··· Texto para revisar

La búsqueda sincera de la justicia lleva al esfuerzo por mejorar las leyes, perseguir a los culpables, defender a los inocentes, promover los derechos de todos.
Pero los mejores esfuerzos no siempre llegan a resultados concretos. Por eso, miles, millones de personas, sufren a causa de injusticias atroces que se prolongan por meses y por años.
Unos viven en situaciones endémicas de hambre. Otros son golpeados, heridos, asesinados. Hay quienes asisten en silencio a expropiaciones “legales” que son auténticos delitos de estado. En cientos de hospitales se practica el crimen del aborto como si fuera un “servicio” público. Millones de trabajadores son explotados, mal pagados, humillados o despedidos sin las mínimas garantías laborales.
¿No constatamos, además, cómo miles, millones de personas, no ven nunca, en su existencia terrena, la llegada de jueces buenos y de ayudas verdaderas? En aquellas otras situaciones en las que intervienen policías y jueces y llegan a castigar a los verdaderos culpables, ¿basta la condena de los asesinos para que unos padres sientan alivio tras la muerte despiadada de su hijo?

······

## [Partes del ejercicio]
1 > Según el texto sobre la justicia, ¿a qué lleva la búsqueda sincera de la justicia?
2 > Continúa el texto sobre la justicia a partir de su última oración.

··· Conjunto de registros

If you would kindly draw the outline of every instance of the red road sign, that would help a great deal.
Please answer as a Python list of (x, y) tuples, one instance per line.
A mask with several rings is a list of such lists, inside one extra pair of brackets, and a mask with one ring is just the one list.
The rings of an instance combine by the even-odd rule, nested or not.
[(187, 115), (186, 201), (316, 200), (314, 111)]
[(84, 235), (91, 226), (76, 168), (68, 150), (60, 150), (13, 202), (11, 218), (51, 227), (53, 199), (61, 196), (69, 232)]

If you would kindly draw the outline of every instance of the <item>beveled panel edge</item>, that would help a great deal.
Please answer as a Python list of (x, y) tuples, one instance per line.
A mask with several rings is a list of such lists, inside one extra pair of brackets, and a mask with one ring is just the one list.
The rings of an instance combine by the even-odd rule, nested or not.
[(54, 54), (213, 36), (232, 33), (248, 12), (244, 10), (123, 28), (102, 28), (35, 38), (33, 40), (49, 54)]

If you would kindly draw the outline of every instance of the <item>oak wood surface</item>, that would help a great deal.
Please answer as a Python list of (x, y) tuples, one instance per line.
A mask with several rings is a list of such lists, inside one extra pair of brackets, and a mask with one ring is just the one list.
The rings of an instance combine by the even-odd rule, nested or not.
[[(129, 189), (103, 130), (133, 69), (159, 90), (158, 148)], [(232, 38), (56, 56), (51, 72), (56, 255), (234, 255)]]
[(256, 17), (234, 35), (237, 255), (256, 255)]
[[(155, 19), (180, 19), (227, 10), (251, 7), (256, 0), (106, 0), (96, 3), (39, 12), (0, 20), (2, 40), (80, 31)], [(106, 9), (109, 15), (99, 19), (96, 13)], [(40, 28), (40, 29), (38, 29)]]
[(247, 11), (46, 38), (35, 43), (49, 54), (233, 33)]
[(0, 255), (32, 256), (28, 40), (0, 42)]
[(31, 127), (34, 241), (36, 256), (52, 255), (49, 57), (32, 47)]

······

## [Respuestas escritas]
1 > Al esfuerzo por mejorar las leyes, perseguir a los culpables, defender a los inocentes y promover los derechos de todos.

2 >
El mundo ha estado y está ahogado por la injusticia. Ante tanto dolor, ante las lágrimas y la angustia de los inocentes, miles y miles de personas luchan casi heroicamente para perseguir a los culpables, para rescatar a las víctimas, para compensar, en la medida de lo posible, los daños. Pero la “realidad” se impone: es casi imposible lograr la justicia para todos.
Para empeorar las cosas, el mal también está presente entre los magistrados, los policías, los políticos. No podemos olvidar que hay parlamentos que aprueban leyes que pisotean en sus derechos a miles de trabajadores, que perpetuan situaciones de miseria, que permiten el asesinato de los hijos antes de su nacimiento. No podemos cerrar los ojos ante la corrupción, real, de jueces o de policías que actúan duramente contra unos (a veces incluso contra inocentes) mientras hacen la vista gorda o llegan a colaborar con grupos más o menos poderosos de delincuentes.
En nuestro planeta azul y confuso, millones de seres humanos han vivido y viven aplastados por situaciones intolerables de injusticia. Muchos de ellos, quizá la mayoría, murieron y mueren sin haber sido atendidos, en el tiempo terreno, en sus derechos, en sus necesidades, en sus heridas, en sus lágrimas.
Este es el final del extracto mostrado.